[Start]

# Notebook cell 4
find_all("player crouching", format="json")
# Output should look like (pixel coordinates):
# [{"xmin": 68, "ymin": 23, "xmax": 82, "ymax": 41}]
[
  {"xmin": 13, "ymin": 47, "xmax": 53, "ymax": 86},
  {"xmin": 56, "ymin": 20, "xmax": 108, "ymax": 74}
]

[End]
[Start]

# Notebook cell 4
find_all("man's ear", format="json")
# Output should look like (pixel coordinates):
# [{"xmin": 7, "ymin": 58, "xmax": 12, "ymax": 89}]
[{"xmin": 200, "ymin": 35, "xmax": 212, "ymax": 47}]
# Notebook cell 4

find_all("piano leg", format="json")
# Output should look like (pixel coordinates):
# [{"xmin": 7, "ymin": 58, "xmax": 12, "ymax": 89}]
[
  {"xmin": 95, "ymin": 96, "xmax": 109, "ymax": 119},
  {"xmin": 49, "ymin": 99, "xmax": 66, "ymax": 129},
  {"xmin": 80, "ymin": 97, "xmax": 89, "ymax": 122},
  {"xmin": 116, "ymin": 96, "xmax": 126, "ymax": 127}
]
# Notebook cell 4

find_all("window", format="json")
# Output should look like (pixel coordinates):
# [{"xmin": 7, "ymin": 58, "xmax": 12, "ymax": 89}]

[End]

Count the lines in the items above that contain the string "format". Reply with the number alone.

*Answer to this exercise*. 4